PROBLEM DESCRIPTION: Among the entries below, find the lines with the word "dark" and return them.

┄┄┄┄┄┄

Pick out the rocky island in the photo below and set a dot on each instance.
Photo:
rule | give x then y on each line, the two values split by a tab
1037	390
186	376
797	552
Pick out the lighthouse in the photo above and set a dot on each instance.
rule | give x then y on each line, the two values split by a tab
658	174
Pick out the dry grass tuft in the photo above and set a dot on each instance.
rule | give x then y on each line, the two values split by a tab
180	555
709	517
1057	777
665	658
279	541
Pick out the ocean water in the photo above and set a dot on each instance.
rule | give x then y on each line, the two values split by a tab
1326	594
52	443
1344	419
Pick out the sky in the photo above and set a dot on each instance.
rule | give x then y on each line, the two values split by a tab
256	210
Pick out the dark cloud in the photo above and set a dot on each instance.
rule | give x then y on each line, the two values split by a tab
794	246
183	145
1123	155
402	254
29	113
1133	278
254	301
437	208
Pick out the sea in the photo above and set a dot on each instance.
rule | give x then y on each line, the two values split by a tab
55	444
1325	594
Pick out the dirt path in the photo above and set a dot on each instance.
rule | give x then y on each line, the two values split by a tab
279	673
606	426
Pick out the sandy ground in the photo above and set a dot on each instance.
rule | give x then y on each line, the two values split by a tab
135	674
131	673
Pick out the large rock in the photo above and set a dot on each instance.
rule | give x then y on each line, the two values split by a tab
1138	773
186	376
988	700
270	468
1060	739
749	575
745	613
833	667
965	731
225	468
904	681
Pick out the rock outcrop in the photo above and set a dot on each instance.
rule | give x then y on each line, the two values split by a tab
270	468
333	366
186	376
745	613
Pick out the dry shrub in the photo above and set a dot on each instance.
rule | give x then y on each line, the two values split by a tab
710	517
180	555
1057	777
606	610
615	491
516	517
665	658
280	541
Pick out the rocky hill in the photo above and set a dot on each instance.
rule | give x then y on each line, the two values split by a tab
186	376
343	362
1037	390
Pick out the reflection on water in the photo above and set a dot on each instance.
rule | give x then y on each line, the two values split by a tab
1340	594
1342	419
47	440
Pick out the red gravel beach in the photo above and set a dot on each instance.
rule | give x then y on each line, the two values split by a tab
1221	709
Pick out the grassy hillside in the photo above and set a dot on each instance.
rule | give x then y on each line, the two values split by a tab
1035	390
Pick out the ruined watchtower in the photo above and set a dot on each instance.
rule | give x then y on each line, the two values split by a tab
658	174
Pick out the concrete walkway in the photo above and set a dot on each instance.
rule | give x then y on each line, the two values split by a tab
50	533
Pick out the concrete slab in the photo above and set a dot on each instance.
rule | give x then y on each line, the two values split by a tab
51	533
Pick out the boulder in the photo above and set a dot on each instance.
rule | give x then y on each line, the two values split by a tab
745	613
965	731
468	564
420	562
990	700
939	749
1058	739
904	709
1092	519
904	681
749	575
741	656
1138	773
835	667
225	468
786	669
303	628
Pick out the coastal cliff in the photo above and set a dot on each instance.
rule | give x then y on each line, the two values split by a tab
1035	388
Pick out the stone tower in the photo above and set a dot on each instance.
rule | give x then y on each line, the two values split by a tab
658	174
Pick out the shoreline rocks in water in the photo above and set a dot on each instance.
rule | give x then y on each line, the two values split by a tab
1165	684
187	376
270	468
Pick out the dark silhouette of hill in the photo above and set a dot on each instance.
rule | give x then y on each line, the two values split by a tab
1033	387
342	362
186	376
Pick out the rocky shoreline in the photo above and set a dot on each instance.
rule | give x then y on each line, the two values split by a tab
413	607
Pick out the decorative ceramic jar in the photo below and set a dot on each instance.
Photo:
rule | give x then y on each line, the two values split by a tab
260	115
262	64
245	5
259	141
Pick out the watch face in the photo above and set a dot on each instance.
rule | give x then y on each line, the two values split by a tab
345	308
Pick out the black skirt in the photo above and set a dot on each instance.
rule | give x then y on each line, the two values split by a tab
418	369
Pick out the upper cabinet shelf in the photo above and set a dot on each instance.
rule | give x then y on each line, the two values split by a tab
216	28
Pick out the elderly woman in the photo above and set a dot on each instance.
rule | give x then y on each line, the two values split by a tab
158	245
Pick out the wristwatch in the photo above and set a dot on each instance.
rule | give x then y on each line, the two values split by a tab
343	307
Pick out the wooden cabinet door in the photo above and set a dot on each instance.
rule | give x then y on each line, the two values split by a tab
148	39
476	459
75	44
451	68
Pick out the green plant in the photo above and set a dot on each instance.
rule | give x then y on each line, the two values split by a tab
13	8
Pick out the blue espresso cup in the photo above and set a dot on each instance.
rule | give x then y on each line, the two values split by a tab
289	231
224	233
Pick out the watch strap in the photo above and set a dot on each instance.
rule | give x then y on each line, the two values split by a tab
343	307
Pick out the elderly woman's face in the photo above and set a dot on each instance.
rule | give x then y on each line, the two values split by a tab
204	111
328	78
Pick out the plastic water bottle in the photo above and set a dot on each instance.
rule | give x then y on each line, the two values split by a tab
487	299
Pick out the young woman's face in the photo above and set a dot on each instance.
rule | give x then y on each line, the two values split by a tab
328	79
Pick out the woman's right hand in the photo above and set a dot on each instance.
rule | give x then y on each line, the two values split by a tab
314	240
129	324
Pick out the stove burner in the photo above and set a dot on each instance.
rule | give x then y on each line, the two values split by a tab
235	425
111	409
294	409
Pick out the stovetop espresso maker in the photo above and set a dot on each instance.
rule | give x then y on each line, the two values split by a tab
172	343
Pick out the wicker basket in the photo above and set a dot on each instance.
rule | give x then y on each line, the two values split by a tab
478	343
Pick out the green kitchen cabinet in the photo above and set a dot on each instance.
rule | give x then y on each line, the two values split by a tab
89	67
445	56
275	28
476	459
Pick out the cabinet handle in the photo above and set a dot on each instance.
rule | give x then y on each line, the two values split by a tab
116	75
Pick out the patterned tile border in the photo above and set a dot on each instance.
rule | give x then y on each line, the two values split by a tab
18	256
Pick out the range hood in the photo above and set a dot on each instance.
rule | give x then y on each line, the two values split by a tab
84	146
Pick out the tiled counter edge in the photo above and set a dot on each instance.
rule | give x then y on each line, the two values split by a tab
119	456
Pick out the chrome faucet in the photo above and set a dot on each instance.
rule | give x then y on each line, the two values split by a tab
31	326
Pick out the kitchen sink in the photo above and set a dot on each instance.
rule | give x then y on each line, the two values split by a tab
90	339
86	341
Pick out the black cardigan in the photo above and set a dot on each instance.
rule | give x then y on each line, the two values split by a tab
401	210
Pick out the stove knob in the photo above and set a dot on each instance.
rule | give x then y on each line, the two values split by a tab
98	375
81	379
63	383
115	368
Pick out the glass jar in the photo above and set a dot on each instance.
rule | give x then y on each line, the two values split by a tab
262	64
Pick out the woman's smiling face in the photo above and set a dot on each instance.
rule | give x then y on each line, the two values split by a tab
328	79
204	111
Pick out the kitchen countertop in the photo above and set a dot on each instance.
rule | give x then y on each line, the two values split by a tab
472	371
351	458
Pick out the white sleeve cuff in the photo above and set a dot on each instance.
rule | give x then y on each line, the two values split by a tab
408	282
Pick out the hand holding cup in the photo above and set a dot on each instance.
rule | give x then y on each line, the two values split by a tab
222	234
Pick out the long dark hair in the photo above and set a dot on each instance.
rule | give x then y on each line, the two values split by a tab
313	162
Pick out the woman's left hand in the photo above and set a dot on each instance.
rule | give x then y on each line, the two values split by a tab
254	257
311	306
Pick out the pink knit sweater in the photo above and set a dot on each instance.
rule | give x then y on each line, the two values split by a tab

┄┄┄┄┄┄

RESPONSE TO THIS TASK:
Pick out the dark cloud in the photo above and set a dot on each instance.
Pick out the dark silhouette of hill in the photo above and set a dot on each instance.
Pick out the long dark hair in the photo above and set a dot on each instance.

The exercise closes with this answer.